:: Bereitgestellte Angaben

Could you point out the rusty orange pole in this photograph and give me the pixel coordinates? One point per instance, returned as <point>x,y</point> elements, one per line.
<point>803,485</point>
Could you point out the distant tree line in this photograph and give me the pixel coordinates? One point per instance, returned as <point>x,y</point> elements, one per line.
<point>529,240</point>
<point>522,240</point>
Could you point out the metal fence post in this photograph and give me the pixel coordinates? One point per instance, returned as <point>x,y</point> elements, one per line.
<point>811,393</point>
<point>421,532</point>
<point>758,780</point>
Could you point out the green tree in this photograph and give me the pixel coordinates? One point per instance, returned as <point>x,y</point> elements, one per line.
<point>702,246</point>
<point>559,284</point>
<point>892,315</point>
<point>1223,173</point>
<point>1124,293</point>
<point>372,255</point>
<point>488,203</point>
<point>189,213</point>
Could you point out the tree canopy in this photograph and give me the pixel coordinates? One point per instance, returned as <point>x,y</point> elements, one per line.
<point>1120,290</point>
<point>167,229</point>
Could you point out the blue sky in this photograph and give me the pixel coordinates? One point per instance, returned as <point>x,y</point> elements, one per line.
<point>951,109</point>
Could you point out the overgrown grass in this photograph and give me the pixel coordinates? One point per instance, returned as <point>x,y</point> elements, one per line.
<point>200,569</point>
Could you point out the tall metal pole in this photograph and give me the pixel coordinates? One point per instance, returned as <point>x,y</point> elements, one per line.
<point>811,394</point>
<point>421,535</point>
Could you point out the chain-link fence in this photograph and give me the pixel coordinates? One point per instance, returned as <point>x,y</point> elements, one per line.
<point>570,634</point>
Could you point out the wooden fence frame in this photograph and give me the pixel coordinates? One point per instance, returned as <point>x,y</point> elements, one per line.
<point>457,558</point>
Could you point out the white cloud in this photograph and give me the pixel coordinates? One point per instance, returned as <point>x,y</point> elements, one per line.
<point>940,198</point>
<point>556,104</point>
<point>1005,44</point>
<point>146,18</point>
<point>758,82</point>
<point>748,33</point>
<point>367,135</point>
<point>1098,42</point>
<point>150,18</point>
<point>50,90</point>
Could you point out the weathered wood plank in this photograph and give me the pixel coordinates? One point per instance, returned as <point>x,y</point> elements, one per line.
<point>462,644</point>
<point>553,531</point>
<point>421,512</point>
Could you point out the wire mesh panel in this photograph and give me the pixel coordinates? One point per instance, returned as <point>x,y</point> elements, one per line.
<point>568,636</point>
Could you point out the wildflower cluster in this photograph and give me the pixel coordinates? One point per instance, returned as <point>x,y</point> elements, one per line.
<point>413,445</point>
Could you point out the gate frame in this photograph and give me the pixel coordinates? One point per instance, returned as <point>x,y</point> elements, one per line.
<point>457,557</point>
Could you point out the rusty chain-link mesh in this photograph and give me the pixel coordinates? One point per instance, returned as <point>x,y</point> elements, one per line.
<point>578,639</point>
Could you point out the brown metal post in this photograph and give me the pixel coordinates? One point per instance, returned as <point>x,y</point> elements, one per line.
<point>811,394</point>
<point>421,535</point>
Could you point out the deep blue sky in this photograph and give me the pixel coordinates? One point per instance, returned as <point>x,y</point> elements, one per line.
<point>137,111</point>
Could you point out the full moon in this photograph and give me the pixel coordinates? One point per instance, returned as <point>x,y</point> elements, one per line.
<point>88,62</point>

::::

* [Zu erledigende Aufgabe]: Kannst du diese Zeilen der Einträge als JSON-Liste von Zeichenketten wiedergeben, mit einer Zeichenkette pro Zeile und ohne Leerzeilen? Beginne bei der Zeile mit „Could you point out the gate“ und höre nach der Zeile mit „<point>137,111</point>“ auf, beide eingeschlossen.

* [Antwort zur Aufgabe]:
[
  "Could you point out the gate frame in this photograph and give me the pixel coordinates? One point per instance, returned as <point>x,y</point> elements, one per line.",
  "<point>457,557</point>",
  "Could you point out the rusty chain-link mesh in this photograph and give me the pixel coordinates? One point per instance, returned as <point>x,y</point> elements, one per line.",
  "<point>578,639</point>",
  "Could you point out the brown metal post in this photograph and give me the pixel coordinates? One point per instance, returned as <point>x,y</point> elements, one per line.",
  "<point>811,394</point>",
  "<point>421,535</point>",
  "Could you point out the deep blue sky in this photograph and give me the pixel coordinates? One point per instance, returned as <point>x,y</point> elements, one per line.",
  "<point>137,111</point>"
]